§ **WHAT THIS TASK INVOLVES**
Please select and copy every line of the data below that contains the word "coat".
<<<<
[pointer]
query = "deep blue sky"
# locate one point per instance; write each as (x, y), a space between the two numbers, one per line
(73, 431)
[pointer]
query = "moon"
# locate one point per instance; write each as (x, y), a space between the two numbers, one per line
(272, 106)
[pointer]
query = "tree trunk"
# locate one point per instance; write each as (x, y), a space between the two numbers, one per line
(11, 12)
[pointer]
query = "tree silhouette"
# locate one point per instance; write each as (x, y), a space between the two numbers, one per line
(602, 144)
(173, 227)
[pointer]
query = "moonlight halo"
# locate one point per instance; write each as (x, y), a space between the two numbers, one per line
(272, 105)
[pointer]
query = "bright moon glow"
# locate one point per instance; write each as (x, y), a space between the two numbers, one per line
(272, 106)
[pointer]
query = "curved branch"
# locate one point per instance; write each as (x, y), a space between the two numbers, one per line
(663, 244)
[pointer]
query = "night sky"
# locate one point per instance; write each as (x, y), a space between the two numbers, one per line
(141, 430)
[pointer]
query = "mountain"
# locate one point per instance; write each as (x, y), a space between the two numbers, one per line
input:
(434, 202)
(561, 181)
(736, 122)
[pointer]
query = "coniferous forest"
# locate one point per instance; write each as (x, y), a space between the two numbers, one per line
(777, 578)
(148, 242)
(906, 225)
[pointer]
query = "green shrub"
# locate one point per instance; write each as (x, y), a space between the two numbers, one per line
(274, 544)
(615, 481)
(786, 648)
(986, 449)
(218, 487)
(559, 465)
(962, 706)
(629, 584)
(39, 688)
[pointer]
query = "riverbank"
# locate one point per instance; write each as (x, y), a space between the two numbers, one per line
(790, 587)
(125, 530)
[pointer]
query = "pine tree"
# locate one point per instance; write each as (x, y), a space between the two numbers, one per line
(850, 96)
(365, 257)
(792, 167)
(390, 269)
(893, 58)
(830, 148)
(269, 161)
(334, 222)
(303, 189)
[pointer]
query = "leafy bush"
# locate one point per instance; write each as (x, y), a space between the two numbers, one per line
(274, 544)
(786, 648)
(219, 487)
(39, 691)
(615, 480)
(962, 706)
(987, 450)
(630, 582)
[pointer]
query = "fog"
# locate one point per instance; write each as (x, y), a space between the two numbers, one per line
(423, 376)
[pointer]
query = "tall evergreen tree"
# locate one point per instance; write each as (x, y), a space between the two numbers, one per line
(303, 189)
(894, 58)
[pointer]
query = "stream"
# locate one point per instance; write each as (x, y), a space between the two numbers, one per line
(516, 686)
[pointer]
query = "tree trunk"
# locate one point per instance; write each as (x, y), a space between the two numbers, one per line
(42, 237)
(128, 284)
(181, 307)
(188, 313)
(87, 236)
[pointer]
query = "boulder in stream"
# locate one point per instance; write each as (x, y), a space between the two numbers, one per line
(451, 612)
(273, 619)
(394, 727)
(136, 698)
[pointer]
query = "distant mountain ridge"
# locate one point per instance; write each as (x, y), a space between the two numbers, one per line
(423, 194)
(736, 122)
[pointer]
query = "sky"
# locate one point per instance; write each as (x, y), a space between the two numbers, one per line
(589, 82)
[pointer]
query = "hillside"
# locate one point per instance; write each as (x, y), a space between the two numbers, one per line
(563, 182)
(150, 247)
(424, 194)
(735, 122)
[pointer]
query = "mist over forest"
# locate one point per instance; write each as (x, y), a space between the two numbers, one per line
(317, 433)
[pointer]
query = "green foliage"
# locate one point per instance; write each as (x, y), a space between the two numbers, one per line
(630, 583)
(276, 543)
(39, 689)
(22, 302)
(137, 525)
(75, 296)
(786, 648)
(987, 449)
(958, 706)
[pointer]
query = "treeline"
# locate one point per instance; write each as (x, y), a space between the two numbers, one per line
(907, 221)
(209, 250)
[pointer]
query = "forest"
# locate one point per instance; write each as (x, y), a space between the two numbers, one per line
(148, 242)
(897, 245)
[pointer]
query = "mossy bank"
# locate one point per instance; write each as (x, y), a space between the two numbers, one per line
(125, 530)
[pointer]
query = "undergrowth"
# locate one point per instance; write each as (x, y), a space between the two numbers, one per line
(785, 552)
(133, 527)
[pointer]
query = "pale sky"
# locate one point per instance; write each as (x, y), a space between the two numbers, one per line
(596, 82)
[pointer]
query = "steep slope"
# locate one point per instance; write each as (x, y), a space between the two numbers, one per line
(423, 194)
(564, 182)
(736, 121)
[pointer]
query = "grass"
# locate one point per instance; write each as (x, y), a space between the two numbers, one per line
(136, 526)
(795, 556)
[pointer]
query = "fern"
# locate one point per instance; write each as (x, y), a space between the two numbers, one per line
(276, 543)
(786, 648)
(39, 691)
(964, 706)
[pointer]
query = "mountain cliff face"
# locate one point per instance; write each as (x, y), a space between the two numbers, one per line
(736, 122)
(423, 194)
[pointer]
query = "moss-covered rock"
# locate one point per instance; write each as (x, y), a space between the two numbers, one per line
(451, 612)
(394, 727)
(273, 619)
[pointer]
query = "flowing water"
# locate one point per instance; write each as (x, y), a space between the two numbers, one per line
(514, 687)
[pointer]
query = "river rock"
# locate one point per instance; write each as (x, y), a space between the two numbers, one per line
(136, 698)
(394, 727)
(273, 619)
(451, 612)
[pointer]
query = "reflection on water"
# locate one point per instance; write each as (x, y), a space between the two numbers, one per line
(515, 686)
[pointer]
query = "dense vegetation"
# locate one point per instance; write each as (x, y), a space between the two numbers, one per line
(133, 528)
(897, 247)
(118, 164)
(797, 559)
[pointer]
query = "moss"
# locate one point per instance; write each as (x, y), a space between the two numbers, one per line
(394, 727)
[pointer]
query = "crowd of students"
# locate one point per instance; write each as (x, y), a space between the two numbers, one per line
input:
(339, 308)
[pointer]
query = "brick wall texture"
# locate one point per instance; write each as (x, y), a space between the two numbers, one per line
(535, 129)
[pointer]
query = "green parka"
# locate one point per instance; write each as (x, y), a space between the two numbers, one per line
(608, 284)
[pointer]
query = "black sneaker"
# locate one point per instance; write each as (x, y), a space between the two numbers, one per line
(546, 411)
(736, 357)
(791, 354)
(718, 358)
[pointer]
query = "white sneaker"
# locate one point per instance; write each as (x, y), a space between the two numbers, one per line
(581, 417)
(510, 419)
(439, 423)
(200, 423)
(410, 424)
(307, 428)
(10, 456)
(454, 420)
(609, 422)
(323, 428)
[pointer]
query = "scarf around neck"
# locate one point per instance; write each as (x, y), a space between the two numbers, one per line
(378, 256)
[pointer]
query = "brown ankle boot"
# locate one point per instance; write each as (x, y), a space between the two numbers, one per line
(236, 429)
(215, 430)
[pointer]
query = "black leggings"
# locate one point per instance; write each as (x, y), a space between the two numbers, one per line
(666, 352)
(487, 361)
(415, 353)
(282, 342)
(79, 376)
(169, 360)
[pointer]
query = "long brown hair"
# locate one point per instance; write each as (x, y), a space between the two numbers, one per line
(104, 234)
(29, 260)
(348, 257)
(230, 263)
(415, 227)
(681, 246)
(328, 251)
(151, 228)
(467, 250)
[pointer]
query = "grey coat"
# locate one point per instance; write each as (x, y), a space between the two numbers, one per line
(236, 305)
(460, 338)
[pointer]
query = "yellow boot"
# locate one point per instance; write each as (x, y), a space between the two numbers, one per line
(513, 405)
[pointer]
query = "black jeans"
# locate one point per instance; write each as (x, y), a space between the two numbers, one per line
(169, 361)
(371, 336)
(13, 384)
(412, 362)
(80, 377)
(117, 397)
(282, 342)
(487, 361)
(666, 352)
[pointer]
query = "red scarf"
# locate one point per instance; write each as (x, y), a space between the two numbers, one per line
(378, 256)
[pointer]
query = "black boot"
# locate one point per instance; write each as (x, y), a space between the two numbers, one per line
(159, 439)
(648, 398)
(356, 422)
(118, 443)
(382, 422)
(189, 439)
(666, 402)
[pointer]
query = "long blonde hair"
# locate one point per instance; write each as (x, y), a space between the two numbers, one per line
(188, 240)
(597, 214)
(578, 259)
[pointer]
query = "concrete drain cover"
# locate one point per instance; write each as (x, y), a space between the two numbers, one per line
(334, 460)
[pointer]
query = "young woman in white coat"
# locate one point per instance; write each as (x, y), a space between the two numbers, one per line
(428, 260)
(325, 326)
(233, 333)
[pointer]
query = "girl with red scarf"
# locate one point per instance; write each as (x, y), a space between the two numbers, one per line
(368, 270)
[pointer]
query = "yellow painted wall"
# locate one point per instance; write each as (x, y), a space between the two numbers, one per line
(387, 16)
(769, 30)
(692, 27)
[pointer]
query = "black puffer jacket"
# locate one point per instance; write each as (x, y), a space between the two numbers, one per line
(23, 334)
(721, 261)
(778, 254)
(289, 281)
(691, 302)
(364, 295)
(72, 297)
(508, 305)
>>>>
§ **RESPONSE TO THIS EXERCISE**
query = "grey coat"
query = "young woman in white coat"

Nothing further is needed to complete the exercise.